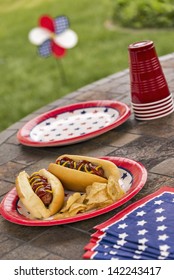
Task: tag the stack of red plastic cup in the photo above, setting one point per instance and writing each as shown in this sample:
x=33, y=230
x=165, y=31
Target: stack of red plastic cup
x=150, y=95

========================================

__Work item__: Return the full listing exactly as written, without any of its images.

__Written solution__:
Task: tag the stack of red plastic cup in the photo above, setting one point per instance and writing each as shown in this sample:
x=33, y=230
x=165, y=31
Target: stack of red plastic cup
x=150, y=95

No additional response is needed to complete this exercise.